Work instructions: Rewrite the listing as a Markdown table with columns "Row" and "Line", starting with the line containing "Task: kindly identify the rainforest" and continuing through the end of the listing. Omit blank lines.

(Listing from a point labeling set)
>> begin
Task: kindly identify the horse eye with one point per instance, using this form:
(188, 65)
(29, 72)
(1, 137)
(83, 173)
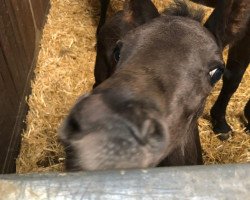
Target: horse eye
(116, 53)
(216, 74)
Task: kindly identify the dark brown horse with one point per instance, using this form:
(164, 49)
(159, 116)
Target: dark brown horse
(145, 114)
(238, 59)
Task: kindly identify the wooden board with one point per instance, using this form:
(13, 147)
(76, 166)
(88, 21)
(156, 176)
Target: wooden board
(21, 23)
(197, 182)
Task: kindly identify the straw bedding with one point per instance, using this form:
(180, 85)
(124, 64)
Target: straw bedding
(64, 71)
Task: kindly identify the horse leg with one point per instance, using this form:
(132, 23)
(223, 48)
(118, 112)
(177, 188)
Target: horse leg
(247, 115)
(238, 60)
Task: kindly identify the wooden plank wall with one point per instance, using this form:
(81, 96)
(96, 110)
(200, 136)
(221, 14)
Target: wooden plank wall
(21, 23)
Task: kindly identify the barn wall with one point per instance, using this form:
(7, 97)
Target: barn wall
(21, 22)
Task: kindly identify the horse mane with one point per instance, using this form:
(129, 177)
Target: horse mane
(182, 8)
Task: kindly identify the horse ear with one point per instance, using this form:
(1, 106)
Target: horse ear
(139, 11)
(229, 20)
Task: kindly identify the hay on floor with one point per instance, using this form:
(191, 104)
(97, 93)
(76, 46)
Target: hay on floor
(64, 71)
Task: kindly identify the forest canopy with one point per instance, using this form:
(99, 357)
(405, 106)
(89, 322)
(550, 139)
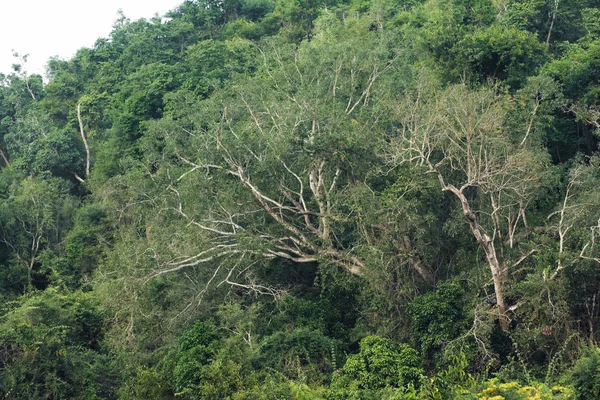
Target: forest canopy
(292, 199)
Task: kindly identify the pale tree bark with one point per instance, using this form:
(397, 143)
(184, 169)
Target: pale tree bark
(85, 144)
(458, 136)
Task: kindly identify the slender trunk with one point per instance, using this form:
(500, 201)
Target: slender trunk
(416, 262)
(490, 252)
(87, 149)
(4, 158)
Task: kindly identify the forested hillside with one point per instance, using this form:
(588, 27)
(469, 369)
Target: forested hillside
(299, 199)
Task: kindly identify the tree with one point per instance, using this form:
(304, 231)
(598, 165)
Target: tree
(458, 136)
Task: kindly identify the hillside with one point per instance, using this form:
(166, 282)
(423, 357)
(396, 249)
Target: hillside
(291, 199)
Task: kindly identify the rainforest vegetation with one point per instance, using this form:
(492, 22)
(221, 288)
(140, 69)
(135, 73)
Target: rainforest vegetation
(301, 199)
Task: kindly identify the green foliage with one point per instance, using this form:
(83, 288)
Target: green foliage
>> end
The solution:
| Row | Line |
|---|---|
| 1 | Task: kindly identify the rainforest vegetation with one point per instance, using this form: |
| 2 | (492, 22) |
| 3 | (221, 288) |
| 4 | (140, 69) |
| 5 | (135, 73) |
| 6 | Target: rainforest vegetation |
| 7 | (301, 199) |
| 8 | Task: kindly identify the green foliage with one point per instance, using this form: |
| 9 | (83, 288) |
| 10 | Target: green foliage |